- _EXTRAIT DU TEXTE_
= = = =

Luc Rouban : Le retrait de la loi ou son inapplication serait un désastre politique pour Emmanuel Macron qui verra ses soutiens, comme les députés LR et même une partie des députés Renaissance ou Horizon, l’abandonner. La seule solution d’évitement serait une censure du Conseil constitutionnel mais elle est assez improbable vue sa composition. Le seul moyen d’éviter des dérapages dangereux est politique mais le gouvernement est dans une situation où il ne peut ni reculer ni avancer. Il compte sur l’usure de la protestation et c’est peut-être un bon calcul car la résignation gagne du terrain chez les électeurs. Qui se vengeront dans les urnes.

Qui est aujourd’hui en mesure de sauver la démocratie française des effets délétères du bras de fer (le conseil constitutionnel, la majorité, le gouvernement, la rue, les syndicats, etc.) ?

Luc Rouban : J’ai déjà répondu à cette question, c’est le gouvernement car le Conseil constitutionnel n’intervient qu’au cas par cas en fonction des saisines et ne peut pas changer la façon dont sont prises les décisions. Les syndicats et la rue n’ont pas l’initiative et se positionnent sur un registre réactif.

= = = =

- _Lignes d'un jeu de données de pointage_
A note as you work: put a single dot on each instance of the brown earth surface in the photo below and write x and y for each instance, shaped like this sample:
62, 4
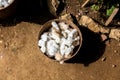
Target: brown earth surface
20, 58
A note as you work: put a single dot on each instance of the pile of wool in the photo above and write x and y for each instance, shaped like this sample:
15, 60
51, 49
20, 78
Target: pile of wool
59, 41
5, 3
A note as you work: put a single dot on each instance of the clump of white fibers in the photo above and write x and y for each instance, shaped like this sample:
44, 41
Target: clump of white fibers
5, 3
59, 41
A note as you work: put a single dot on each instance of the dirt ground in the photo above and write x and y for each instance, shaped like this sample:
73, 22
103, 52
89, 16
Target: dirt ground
20, 58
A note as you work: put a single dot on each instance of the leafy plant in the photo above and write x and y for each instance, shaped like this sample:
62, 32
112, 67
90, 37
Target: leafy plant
109, 11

= = = =

- _EXERCICES À TRAITER_
a - Reproduisez sans modification le passage de l'entretien avec Luc Rouban qui débute aux mots « Luc Rouban : Le » et se termine après « syndicats, etc.) ? ».
b - Reprenez l'entretien avec Luc Rouban à la suite de sa dernière phrase et rédigez-en la continuation.

- _CORRIGÉ DES EXERCICES_
a -
Luc Rouban : Le retrait de la loi ou son inapplication serait un désastre politique pour Emmanuel Macron qui verra ses soutiens, comme les députés LR et même une partie des députés Renaissance ou Horizon, l’abandonner. La seule solution d’évitement serait une censure du Conseil constitutionnel mais elle est assez improbable vue sa composition. Le seul moyen d’éviter des dérapages dangereux est politique mais le gouvernement est dans une situation où il ne peut ni reculer ni avancer. Il compte sur l’usure de la protestation et c’est peut-être un bon calcul car la résignation gagne du terrain chez les électeurs. Qui se vengeront dans les urnes.

Qui est aujourd’hui en mesure de sauver la démocratie française des effets délétères du bras de fer (le conseil constitutionnel, la majorité, le gouvernement, la rue, les syndicats, etc.) ?

b -
Christophe Bouillaud : Comme je l’ai dit, du côté des opposants, syndicaux, politiques, associatifs, il n’est pas possible de renverser le régime. Par contre, les syndicats ont vraiment gagné la bataille de l’opinion publique. Ils n’ont pas à abandonner ou à continuer le combat. Ils ont inscrit dans l’esprit de la majorité des actifs que ces derniers se font littéralement voler deux ans de leur vie de retraité pour des motifs incompréhensibles ou inavouables. Mais, sous Macron, l’opinion publique ne compte visiblement plus. C’est là le fait majeur. Emmanuel Macron a décidé de mépriser l’opinion de millions d’actifs, et, comme l’a dit le leader de la CFDT, il semble plus sensible à la revendication par la violence, telle qu’exercée par une partie des Gilets jaunes en leur temps, qu’à la simple démonstration majoritaire d’un refus. Tout le monde le sait désormais, et il n’y a plus rien d’autre à en dire. De ce point de vue, même une décision du Conseil constitutionnel qui annulerait toute la loi ne résoudrait pas tout. La rancœur est trop grande. Le pot de lait est déjà renversé.

Emmanuel Macron et son gouvernement peuvent comme ces derniers jours ajouter encore à cette rancœur en y ajoutant la répression policière des manifestations, le discours critiques tenus envers les associations ou les personnalités qui mettent en garde contre les excès de cette répression, la diffusion de l’idée même que certains opposants soient prêts à renverser la République (ah ces royalistes de la France insoumise !), la tendance à ne pas accepter sa défaite sur le plan de l’opinion publique en se targuant d’avoir été mal compris, les propos lénifiants promettant une nouvelle étape (encore une !), tout cela ne fera que renforcer l’image d’un pouvoir obtus et indifférent au sort de la population.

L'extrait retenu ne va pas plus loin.